_What needs to be done_: Lay out every line of the listing from the one containing "Exercise. Mark the man's bare" down to the one containing "[(159, 153)]" as a numbered list, including both of those lines and omitting any blank lines.

<<<<

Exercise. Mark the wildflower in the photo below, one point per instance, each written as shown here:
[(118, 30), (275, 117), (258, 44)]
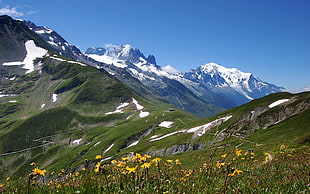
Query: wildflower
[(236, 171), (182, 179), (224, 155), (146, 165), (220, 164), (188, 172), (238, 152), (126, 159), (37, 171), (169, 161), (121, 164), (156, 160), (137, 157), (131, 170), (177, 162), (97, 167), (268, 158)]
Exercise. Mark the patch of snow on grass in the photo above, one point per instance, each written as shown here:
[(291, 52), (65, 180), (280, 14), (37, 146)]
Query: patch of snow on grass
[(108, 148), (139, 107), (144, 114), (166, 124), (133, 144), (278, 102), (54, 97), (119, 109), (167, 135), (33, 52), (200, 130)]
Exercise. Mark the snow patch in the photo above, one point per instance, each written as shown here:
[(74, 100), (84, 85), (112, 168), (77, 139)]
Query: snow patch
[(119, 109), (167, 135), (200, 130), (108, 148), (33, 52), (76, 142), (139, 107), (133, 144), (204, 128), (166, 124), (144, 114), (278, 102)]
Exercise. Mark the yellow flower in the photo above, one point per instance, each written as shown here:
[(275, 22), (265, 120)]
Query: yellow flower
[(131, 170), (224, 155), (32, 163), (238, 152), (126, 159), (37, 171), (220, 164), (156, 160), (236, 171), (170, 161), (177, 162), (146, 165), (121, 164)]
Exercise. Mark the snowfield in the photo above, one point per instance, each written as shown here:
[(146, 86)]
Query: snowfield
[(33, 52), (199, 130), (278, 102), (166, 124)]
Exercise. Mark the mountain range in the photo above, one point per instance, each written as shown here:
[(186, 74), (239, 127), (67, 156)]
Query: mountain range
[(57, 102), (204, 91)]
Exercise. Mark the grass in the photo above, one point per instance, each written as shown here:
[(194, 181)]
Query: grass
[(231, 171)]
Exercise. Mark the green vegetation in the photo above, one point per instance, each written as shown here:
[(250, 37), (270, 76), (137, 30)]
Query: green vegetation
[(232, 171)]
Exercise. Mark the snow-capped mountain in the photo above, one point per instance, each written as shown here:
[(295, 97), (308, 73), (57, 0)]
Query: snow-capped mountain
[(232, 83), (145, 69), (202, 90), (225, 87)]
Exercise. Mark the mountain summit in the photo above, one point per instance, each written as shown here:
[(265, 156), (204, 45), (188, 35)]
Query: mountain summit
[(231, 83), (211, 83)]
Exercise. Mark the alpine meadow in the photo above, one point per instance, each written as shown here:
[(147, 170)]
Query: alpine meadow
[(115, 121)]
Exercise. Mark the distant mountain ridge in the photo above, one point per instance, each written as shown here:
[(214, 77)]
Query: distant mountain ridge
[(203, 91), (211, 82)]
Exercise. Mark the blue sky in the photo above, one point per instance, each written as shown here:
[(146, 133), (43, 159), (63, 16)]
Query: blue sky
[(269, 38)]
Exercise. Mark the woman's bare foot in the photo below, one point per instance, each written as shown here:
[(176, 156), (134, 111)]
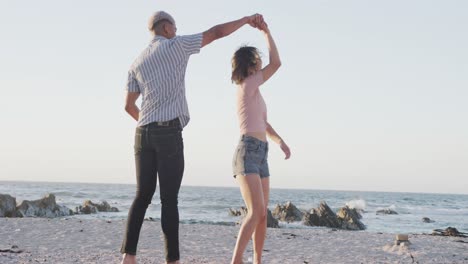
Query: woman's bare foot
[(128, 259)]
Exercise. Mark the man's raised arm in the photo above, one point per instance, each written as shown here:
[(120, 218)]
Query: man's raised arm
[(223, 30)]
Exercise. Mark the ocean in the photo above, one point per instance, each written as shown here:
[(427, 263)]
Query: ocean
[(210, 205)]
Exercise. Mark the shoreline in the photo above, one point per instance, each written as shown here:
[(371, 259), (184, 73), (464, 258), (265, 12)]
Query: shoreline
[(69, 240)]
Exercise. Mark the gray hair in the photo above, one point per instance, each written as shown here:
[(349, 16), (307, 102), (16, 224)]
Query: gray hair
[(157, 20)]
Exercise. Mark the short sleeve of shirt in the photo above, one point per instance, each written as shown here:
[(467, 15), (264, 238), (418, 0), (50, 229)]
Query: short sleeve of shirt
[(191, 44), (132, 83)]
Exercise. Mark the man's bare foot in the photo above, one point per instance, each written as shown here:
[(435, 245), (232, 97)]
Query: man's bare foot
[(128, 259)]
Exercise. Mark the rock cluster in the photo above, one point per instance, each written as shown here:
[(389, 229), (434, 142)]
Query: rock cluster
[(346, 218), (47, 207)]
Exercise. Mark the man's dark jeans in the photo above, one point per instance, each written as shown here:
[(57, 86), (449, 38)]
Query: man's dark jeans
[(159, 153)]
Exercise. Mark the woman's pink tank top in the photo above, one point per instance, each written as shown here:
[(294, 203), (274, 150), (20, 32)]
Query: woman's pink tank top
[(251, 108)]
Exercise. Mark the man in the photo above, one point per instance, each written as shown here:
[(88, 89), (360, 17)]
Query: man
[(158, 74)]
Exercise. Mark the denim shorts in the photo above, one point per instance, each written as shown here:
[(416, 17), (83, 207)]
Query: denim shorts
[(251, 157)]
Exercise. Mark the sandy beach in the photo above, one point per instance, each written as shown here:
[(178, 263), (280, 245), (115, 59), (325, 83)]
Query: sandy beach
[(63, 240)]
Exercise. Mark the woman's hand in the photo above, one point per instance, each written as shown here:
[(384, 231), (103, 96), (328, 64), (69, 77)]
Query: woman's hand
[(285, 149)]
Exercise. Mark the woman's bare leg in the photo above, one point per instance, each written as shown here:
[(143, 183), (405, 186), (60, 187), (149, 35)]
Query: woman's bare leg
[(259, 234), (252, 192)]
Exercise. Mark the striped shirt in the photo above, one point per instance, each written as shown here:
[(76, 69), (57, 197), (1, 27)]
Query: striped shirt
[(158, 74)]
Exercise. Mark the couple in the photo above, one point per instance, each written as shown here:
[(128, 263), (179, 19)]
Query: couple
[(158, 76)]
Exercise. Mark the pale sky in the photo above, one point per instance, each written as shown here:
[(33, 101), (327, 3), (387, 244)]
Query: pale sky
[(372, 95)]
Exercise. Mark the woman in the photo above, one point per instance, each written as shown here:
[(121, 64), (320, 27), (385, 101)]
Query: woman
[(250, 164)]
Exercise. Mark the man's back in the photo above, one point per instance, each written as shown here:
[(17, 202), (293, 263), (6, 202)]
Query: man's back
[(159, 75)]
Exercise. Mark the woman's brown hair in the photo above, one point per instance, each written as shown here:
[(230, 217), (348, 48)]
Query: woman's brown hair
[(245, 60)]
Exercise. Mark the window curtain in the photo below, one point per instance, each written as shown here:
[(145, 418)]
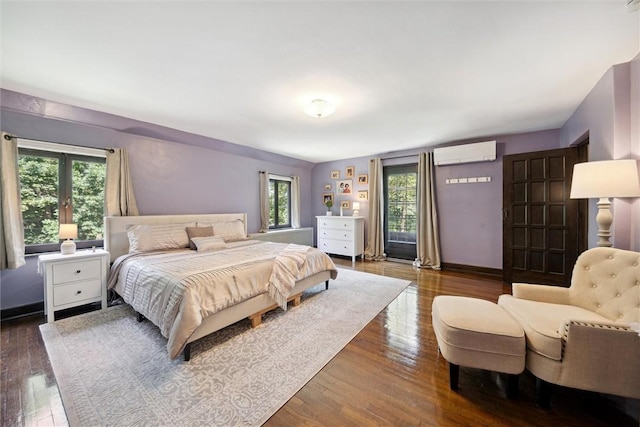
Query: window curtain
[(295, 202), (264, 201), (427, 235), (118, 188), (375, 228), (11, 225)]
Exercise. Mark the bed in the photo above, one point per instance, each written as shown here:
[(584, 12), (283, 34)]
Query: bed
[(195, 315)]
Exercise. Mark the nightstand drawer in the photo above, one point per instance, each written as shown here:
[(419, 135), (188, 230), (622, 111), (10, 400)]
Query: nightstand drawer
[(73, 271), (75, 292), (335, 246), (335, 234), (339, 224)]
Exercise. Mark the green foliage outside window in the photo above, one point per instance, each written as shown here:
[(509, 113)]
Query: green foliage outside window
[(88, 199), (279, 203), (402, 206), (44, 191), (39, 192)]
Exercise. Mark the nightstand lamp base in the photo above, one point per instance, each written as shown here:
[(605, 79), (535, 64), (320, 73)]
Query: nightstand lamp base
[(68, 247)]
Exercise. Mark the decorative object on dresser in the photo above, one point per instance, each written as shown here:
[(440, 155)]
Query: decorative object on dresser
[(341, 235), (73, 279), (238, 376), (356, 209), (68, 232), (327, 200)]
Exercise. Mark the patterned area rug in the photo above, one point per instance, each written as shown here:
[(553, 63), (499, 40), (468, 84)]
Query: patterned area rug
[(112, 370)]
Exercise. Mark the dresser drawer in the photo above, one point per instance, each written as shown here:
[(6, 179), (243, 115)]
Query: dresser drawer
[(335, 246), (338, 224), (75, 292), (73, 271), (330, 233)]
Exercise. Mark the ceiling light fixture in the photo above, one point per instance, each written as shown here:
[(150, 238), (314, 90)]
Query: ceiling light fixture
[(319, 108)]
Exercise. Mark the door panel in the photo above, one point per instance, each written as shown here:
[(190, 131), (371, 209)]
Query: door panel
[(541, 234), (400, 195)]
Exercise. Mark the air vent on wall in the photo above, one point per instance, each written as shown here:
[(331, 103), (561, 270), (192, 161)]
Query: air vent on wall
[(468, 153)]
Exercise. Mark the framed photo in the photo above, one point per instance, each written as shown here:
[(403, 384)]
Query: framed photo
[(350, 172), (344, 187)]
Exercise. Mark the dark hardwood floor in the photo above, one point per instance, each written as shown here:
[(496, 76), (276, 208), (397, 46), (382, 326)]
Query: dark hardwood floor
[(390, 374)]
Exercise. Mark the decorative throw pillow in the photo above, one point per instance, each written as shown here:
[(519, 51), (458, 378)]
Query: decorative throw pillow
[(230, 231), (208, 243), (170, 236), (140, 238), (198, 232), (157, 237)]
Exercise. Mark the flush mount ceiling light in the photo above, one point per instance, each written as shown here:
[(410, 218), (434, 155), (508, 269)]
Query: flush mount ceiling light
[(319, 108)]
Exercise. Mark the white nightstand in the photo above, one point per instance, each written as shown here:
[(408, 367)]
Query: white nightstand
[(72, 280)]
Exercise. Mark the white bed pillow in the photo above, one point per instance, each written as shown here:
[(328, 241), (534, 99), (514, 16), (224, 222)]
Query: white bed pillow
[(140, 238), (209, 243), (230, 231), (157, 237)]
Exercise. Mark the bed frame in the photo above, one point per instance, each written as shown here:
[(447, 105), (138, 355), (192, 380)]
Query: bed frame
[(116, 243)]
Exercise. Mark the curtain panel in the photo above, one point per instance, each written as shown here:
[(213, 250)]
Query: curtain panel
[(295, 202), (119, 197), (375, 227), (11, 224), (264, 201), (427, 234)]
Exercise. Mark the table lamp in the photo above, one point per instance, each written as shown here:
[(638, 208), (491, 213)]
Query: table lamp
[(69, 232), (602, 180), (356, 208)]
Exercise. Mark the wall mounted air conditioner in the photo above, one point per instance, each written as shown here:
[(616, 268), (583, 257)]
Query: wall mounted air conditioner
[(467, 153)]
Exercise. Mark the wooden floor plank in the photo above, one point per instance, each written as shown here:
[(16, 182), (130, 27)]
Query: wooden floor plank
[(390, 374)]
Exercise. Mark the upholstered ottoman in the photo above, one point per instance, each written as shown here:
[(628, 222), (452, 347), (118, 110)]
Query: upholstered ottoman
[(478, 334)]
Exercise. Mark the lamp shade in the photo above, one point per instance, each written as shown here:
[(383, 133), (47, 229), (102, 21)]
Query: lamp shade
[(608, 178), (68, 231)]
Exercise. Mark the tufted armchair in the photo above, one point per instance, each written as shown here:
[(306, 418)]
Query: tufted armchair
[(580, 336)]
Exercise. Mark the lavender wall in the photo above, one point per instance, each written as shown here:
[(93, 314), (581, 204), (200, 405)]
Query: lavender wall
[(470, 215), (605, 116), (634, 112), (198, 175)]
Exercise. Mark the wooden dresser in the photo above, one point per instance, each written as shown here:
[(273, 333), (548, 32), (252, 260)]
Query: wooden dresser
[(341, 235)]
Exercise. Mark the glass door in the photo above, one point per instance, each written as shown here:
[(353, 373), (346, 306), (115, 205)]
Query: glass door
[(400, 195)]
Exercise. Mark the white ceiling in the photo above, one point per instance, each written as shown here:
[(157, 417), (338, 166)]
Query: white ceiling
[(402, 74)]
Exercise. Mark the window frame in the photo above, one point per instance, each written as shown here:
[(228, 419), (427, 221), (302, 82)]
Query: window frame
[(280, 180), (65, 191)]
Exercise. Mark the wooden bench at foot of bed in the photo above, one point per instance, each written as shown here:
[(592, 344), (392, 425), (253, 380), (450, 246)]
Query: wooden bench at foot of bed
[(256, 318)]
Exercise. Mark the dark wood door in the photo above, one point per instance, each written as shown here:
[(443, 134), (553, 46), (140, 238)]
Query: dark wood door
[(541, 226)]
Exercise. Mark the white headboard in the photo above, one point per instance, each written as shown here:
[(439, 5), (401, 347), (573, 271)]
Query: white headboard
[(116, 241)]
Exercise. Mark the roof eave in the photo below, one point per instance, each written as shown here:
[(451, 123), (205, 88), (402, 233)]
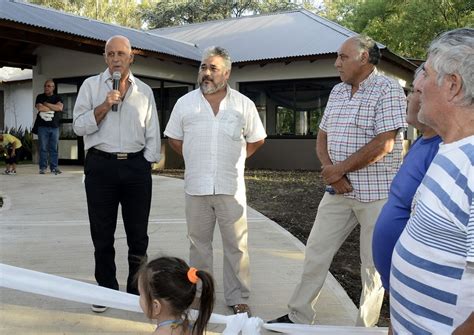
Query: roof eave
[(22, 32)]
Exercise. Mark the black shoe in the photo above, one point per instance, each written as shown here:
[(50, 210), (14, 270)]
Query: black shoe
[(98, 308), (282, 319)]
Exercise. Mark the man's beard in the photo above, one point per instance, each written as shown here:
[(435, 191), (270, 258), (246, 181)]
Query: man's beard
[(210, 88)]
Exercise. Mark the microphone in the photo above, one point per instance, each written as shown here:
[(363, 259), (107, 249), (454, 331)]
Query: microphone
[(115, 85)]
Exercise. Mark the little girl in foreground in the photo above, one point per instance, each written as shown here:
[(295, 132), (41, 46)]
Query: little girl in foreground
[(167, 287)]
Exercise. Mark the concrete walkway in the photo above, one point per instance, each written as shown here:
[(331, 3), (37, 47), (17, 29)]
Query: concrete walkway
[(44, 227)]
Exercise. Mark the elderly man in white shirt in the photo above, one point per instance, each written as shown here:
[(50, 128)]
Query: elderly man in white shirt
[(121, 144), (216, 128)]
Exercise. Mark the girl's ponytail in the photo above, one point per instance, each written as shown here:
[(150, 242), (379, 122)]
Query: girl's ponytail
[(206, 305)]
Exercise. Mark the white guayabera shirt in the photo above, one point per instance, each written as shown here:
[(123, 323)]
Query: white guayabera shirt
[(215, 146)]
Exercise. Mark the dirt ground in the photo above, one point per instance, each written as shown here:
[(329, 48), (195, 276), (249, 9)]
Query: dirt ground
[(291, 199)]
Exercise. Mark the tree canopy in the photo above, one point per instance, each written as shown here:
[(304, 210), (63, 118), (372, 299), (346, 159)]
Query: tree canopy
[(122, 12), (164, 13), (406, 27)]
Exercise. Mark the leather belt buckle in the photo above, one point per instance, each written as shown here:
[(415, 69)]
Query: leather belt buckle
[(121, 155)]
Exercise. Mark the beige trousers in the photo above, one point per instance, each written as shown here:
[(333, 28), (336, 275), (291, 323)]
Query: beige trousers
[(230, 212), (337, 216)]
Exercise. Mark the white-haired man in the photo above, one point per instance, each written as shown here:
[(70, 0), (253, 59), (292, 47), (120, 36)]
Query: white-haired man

>>>>

_Solution to the problem_:
1. Exercise. Mark the man's bare foot in the photo above, one point per instance, each written as shown here:
2. [(435, 245), (232, 97)]
3. Query: man's bare foot
4. [(128, 259)]
5. Exercise. Mark the rock cluster in the photo above, one point per instance, each written as shown here:
6. [(389, 229), (434, 142)]
7. Query: rock cluster
8. [(346, 218), (47, 207)]
9. Exercise. Mark the man's dark jeans in the photo above, one point per instance, each written as shown here:
10. [(57, 86), (449, 38)]
11. Query: man's dark jeans
12. [(159, 153)]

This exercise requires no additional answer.